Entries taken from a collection

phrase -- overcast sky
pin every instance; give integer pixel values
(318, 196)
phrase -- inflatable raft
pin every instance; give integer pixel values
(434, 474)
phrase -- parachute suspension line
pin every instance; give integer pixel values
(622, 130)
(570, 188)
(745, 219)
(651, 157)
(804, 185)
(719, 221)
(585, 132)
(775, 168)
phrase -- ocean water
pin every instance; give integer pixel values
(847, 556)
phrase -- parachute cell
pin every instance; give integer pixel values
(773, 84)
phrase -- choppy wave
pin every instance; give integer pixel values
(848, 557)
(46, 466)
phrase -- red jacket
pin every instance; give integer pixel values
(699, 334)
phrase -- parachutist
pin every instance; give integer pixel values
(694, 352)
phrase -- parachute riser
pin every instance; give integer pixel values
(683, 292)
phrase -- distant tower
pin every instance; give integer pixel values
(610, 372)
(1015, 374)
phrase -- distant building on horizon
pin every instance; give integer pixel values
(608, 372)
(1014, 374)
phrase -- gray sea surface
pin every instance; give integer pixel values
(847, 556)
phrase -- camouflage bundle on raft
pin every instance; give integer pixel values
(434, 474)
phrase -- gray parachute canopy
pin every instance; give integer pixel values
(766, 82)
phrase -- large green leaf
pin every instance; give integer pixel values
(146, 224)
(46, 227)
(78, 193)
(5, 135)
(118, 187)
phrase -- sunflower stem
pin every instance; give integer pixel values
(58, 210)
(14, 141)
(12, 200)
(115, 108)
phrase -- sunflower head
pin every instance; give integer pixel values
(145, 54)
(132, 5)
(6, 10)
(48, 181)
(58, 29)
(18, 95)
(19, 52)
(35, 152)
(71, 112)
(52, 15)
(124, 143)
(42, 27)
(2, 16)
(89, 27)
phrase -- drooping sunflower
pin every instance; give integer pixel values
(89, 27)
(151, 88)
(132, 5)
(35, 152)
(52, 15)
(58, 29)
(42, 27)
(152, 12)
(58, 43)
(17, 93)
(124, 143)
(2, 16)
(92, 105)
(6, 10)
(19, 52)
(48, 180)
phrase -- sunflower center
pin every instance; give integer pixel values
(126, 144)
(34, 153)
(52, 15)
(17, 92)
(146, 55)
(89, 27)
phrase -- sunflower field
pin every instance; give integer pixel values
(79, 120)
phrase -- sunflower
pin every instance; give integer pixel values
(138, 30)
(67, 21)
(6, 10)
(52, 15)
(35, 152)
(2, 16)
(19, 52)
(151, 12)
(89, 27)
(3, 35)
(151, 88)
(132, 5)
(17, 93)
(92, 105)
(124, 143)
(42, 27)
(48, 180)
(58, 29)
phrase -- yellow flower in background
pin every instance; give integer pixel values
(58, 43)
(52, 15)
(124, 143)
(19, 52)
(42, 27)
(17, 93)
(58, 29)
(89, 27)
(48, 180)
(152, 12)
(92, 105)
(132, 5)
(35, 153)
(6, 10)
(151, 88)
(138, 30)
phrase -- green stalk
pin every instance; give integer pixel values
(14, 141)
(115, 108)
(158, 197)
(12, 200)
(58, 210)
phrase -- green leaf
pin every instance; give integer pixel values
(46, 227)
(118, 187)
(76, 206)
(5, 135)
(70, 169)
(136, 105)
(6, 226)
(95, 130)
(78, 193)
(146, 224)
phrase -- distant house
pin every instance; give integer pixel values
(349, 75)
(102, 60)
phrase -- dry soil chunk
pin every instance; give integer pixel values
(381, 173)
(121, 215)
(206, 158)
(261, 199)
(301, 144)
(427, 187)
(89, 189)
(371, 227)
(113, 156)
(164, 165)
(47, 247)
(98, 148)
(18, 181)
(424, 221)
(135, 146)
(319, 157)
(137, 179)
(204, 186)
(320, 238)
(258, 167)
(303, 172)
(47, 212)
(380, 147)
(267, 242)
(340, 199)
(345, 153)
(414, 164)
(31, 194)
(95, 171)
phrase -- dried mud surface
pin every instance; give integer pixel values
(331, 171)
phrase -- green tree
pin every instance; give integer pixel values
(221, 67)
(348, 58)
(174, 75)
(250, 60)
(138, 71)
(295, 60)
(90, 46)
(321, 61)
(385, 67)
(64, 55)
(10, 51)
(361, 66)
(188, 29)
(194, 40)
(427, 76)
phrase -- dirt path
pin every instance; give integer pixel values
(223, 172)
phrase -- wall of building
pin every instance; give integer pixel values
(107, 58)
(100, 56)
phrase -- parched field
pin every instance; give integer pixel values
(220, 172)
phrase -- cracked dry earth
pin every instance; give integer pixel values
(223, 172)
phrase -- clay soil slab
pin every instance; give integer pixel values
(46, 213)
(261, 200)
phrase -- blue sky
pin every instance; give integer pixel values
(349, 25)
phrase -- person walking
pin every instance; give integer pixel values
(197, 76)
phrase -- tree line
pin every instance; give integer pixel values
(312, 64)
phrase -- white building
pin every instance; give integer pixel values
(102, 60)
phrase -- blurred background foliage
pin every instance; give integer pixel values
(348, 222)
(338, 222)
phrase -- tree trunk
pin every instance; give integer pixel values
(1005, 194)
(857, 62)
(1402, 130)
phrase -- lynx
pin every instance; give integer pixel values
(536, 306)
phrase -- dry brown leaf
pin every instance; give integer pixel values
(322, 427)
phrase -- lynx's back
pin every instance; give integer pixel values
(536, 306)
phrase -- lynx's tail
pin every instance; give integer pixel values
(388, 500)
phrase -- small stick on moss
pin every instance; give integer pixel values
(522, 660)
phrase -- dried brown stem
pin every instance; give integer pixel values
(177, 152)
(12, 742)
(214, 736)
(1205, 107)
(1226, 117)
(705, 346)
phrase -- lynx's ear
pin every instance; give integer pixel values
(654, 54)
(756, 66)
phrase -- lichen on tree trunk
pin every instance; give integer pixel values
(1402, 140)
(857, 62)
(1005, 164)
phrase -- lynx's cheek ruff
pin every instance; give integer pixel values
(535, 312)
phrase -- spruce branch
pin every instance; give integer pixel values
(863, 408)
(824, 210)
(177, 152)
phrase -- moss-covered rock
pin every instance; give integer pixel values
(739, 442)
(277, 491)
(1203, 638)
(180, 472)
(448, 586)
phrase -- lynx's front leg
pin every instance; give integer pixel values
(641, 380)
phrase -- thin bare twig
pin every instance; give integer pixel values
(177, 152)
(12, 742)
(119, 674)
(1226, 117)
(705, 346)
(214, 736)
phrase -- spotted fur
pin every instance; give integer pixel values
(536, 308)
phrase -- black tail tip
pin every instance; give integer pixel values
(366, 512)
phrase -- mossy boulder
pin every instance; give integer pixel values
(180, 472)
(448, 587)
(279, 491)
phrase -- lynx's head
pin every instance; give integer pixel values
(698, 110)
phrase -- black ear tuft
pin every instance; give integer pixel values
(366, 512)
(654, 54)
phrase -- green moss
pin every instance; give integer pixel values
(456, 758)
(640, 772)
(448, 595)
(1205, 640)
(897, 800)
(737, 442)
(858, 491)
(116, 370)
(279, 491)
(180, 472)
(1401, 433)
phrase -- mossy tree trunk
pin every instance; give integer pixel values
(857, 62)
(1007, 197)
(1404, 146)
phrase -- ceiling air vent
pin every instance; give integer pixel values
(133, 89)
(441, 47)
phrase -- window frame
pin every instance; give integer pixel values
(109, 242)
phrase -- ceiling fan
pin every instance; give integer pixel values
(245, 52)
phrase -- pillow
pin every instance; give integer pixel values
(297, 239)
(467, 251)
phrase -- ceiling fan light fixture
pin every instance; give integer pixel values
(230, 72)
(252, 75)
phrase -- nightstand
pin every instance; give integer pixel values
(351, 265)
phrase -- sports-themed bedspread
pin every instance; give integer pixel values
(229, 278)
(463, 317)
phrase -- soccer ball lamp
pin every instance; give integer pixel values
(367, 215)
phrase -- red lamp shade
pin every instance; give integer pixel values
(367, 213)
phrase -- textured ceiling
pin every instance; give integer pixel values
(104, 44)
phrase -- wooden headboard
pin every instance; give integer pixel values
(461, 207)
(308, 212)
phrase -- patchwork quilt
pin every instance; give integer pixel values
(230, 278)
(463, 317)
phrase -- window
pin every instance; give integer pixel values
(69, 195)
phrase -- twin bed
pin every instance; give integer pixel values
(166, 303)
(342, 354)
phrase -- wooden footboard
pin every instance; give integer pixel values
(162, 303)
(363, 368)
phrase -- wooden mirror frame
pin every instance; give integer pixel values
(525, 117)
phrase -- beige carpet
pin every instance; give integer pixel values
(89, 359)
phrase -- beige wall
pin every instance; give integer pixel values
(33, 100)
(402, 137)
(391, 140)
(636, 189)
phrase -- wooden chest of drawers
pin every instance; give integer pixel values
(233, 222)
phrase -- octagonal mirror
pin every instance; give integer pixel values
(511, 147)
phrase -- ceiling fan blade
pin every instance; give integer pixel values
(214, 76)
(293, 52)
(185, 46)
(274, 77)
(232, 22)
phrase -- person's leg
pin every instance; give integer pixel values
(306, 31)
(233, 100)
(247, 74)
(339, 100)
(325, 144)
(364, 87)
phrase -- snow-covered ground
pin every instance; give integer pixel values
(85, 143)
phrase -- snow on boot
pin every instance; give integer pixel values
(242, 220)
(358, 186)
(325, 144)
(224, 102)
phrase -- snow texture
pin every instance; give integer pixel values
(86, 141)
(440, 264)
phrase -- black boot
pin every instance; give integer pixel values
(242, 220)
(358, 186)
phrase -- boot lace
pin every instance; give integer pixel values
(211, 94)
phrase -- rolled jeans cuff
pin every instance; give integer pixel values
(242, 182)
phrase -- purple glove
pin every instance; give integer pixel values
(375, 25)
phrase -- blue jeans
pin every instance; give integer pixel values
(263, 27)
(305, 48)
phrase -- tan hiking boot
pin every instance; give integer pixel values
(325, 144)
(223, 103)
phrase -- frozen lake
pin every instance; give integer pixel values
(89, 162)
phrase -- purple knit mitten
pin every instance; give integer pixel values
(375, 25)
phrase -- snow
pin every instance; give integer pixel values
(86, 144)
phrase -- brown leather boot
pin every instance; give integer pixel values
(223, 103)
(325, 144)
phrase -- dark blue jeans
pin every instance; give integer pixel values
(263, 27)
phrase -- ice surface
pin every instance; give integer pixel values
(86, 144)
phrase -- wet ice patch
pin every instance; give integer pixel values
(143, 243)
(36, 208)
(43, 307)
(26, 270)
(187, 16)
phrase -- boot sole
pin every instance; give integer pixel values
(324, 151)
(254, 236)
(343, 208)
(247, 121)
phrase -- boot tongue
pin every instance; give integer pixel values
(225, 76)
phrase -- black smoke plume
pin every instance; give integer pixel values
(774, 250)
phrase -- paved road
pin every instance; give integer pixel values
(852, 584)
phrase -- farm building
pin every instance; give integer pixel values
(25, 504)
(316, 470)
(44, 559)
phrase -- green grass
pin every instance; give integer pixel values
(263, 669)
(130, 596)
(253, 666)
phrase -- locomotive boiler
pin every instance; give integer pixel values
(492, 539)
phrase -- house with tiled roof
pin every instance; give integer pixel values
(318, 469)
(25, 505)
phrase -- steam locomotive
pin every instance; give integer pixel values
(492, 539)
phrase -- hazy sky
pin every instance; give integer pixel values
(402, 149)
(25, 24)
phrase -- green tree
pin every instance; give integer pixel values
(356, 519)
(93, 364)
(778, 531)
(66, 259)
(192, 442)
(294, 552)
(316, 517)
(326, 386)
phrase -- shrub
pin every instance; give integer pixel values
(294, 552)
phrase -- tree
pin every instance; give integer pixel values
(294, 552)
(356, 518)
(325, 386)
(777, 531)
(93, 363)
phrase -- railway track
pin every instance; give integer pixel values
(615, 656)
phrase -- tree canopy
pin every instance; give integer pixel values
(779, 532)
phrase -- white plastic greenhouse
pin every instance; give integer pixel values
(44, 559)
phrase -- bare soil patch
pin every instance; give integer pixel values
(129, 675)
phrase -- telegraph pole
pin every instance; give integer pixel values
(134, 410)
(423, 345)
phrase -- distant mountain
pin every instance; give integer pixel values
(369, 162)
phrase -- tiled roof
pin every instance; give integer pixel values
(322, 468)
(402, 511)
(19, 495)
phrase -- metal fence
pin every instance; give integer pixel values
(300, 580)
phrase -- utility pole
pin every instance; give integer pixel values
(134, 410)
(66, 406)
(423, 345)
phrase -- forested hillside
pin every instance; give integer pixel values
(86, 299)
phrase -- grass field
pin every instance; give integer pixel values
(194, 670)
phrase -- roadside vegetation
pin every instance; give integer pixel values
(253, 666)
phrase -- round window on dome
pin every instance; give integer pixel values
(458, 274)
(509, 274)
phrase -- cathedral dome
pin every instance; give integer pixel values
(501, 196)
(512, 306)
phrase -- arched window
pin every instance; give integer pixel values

- Task details
Exactly and only the lines from the line containing "phrase -- bare soil patch" through the last line of the entries should be copied, both ends included.

- Solution for this task
phrase -- bare soil patch
pin every instance; give integer pixel values
(129, 675)
phrase -- telegraph pole
pin every instance; give integer pixel values
(134, 410)
(423, 345)
phrase -- distant mountain
pin every instance; give integer pixel values
(369, 162)
phrase -- tiled roof
pin every instance; give integer pixel values
(322, 468)
(402, 511)
(19, 495)
phrase -- metal fence
pin every instance; give integer pixel values
(300, 580)
phrase -- utility pole
pin every instance; give integer pixel values
(134, 410)
(66, 406)
(423, 345)
phrase -- forested hillside
pin every instance; give integer pixel values
(86, 299)
phrase -- grass field
pin every instance; give integer pixel values
(194, 670)
phrase -- roadside vegetation
pin every instance; give integer pixel values
(253, 666)
phrase -- round window on dome
pin every instance; give integer pixel values
(458, 274)
(509, 274)
phrase -- cathedral dome
pin every instance; give integer pixel values
(501, 196)
(512, 306)
phrase -- arched window
pin every instance; give integer pixel values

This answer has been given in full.